**THE PROBLEM:**
Rewrite the records from the line with "Could you tag the light" up to and including the line with "point(38, 290)", changing "ottoman cushion" to "footstool cushion" and keeping everything else the same.

======

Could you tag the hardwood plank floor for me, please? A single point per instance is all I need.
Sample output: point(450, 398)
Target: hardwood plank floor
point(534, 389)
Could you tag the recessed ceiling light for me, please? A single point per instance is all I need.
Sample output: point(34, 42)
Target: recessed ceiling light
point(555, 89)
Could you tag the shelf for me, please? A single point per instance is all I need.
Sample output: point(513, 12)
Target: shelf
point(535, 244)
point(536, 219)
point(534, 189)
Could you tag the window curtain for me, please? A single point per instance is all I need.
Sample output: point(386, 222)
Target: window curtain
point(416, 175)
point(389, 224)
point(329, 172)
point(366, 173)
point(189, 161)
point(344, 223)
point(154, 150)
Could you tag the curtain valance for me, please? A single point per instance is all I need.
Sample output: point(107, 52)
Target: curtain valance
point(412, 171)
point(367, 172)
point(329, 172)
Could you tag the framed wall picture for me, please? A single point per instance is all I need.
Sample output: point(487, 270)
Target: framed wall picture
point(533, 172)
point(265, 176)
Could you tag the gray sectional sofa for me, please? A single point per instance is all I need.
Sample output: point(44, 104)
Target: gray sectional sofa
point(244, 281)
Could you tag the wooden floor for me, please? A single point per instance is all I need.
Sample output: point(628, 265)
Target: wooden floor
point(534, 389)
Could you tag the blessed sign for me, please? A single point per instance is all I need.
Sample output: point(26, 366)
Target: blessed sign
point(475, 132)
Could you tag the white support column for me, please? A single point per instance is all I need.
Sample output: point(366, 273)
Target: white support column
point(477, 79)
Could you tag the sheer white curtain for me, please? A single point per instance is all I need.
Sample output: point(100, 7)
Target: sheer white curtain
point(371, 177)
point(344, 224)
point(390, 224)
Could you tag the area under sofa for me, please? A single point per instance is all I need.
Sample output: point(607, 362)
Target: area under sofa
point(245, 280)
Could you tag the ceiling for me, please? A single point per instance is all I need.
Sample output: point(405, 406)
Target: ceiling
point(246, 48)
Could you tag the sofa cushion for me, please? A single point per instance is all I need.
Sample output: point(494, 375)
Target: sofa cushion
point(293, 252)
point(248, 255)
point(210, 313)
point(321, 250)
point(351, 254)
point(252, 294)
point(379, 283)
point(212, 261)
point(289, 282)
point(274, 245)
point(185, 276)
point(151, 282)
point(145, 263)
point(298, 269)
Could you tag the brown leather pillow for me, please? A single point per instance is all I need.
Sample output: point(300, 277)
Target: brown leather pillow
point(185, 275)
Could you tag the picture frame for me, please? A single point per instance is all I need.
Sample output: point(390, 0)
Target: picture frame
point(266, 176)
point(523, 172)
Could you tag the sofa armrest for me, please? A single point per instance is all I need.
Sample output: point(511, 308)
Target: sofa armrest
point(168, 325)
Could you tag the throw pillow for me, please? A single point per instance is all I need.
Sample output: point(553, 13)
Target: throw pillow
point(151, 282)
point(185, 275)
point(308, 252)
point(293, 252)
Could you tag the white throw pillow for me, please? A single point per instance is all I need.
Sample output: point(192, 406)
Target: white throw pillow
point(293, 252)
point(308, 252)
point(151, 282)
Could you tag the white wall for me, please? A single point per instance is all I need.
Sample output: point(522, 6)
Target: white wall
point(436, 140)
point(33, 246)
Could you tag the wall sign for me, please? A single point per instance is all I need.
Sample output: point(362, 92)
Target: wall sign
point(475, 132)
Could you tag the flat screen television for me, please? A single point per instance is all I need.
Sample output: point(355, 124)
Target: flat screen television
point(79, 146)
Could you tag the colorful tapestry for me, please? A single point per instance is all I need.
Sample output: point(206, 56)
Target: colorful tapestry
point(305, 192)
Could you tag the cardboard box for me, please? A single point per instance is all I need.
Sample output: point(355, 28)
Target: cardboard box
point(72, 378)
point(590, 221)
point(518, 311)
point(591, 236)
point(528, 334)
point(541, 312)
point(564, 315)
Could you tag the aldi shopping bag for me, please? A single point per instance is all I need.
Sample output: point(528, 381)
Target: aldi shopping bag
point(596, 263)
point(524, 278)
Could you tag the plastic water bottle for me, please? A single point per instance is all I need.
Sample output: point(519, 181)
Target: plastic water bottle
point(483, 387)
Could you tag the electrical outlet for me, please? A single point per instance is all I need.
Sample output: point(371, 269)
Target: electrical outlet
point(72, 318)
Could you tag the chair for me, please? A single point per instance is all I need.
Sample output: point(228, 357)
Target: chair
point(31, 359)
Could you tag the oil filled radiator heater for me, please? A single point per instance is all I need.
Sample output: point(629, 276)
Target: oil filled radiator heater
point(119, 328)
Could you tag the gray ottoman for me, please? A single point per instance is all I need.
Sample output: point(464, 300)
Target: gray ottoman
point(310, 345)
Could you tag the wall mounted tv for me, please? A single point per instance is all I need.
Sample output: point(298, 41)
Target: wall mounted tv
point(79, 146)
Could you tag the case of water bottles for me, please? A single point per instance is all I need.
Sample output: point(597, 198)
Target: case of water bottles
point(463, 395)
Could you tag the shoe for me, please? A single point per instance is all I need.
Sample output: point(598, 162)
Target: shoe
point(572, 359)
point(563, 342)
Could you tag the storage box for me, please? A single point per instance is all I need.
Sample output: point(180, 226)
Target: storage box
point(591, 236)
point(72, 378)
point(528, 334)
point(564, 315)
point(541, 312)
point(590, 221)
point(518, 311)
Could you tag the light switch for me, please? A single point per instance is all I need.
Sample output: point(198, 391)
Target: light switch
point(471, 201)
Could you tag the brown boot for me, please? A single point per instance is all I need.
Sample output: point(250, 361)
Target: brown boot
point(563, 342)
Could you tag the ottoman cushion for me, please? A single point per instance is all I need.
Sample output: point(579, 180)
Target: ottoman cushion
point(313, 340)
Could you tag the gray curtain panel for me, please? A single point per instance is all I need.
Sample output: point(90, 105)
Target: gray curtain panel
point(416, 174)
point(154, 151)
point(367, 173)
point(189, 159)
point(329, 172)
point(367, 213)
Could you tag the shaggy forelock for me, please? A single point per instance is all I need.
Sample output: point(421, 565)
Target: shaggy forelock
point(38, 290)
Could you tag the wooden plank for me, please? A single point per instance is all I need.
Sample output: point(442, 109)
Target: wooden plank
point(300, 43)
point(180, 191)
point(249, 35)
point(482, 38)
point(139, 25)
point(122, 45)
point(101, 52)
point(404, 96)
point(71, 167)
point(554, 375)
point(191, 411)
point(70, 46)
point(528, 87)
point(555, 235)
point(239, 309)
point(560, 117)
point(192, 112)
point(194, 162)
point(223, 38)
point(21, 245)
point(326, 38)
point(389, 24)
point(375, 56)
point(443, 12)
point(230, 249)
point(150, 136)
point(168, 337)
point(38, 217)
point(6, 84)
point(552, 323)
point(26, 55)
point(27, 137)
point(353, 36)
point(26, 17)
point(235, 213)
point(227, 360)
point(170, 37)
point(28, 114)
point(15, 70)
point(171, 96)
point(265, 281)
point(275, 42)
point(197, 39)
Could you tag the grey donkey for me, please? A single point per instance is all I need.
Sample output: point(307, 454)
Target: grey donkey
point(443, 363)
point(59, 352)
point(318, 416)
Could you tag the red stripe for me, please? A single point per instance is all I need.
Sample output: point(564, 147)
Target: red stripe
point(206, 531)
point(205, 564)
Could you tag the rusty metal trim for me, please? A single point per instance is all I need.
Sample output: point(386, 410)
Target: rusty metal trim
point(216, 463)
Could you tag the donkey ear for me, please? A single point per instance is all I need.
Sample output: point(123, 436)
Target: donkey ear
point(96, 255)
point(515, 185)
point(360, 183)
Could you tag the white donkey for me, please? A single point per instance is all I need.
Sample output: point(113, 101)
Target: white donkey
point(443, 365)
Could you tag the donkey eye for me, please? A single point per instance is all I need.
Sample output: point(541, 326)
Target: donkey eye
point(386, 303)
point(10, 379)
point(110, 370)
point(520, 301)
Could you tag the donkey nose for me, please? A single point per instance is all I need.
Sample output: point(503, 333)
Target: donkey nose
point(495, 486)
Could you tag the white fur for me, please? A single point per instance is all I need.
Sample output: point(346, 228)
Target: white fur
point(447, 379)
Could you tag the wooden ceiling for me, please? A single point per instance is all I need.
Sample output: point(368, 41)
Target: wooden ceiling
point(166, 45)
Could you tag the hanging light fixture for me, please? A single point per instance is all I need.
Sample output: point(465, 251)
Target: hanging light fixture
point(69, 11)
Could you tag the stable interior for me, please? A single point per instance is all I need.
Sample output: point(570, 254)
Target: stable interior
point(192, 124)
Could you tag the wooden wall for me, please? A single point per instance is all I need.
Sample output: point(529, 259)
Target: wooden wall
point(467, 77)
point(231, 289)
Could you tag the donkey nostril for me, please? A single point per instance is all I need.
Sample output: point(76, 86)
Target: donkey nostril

======

**THE RESPONSE:**
Could you tag the light switch for me, please? A single point per instance is all I need.
Sample output: point(198, 391)
Target: light switch
point(471, 201)
Could you tag the brown boot for me, please? A single point per instance is all I need.
Sample output: point(250, 361)
Target: brown boot
point(563, 342)
Could you tag the footstool cushion for me, please? A single point per instance is all I need.
Sample output: point(579, 180)
Target: footstool cushion
point(313, 340)
Could you tag the gray curtain panel for me, please? A single point per instance is all I need.
Sample output: point(90, 105)
Target: gray curtain panel
point(416, 174)
point(154, 151)
point(367, 173)
point(189, 159)
point(329, 172)
point(367, 213)
Could you tag the shaggy forelock for me, please? A single point per instance is all I need.
Sample output: point(421, 565)
Target: shaggy forelock
point(38, 290)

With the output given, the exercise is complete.